[Begin ENTRIES SUPPLIED]
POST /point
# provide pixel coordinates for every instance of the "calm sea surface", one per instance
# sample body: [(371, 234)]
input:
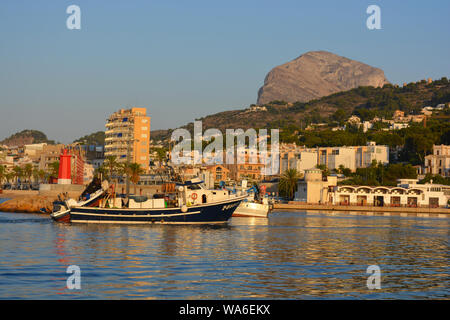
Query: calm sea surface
[(291, 255)]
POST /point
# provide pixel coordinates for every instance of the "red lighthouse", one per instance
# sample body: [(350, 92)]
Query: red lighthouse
[(64, 176)]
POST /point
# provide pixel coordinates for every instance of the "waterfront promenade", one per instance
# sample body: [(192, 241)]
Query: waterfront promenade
[(292, 205)]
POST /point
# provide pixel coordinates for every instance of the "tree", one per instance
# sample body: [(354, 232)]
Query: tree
[(2, 173), (54, 169), (18, 173), (28, 171), (288, 183), (111, 165), (135, 170)]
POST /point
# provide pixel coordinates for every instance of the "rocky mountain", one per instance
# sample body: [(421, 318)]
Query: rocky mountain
[(366, 102), (316, 74)]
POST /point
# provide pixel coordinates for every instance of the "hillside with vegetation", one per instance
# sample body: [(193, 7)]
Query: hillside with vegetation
[(24, 137), (365, 102)]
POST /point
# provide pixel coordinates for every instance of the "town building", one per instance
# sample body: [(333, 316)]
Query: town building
[(439, 161), (219, 172), (313, 189), (351, 157), (128, 135)]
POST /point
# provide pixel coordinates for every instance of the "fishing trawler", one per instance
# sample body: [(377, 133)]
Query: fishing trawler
[(192, 204), (255, 205)]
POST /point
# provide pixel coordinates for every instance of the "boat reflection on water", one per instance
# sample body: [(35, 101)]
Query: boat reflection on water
[(249, 221)]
[End ENTRIES SUPPLIED]
■ INSTRUCTIONS TO FOLLOW
Reproduce each line exactly as it appears, omitting the pictures.

■ WRITTEN SOLUTION
POST /point
# provide pixel coordinates for every instance of the "calm sea surface", one per instance
# sample body: [(371, 234)]
input:
Query: calm sea surface
[(291, 255)]
POST /point
# provide pixel coordinates for every instance of the "red lighthouse", one per instance
# sample body: [(350, 92)]
Query: red lighthouse
[(64, 176)]
POST /point
# provide pixel coordinates for every instance of the "waterfront promenade", one per instance
# sample body: [(192, 241)]
Query: waterfront promenade
[(292, 205)]
POST /point
# provide pixel coordinates for every instance of the "tree", one per instance
# sample body: [(354, 232)]
Query: tree
[(2, 173), (54, 169), (18, 173), (28, 171), (288, 183), (111, 165), (135, 170)]
POST /point
# provide pixel coordinates for every instance of the "rocky mountain", one per instance
# sample body: [(421, 318)]
Query: rocky mountain
[(366, 102), (316, 74)]
POST /point
# provide pixel coordinates for every instance of the "hillside with vegetation", one per instance
# sample body: [(193, 7)]
Query: hillside with vegetation
[(24, 137), (365, 102)]
POST /point
# provide pixel coordinates for every instance of the "town building", one per instance
# sample body: [(333, 316)]
Query: town building
[(439, 161), (219, 172), (313, 189), (351, 157), (128, 135)]
POST /point
# provide pixel coordinates for every instance of the "fishing trawler", one per instance
# sample body: [(377, 133)]
Query: fishing trawler
[(192, 204), (255, 205)]
POST /point
# provide pixel coordinates for every instance of the "boat reflection on water", one per instance
# sample body: [(35, 101)]
Query: boat reflection on water
[(249, 221)]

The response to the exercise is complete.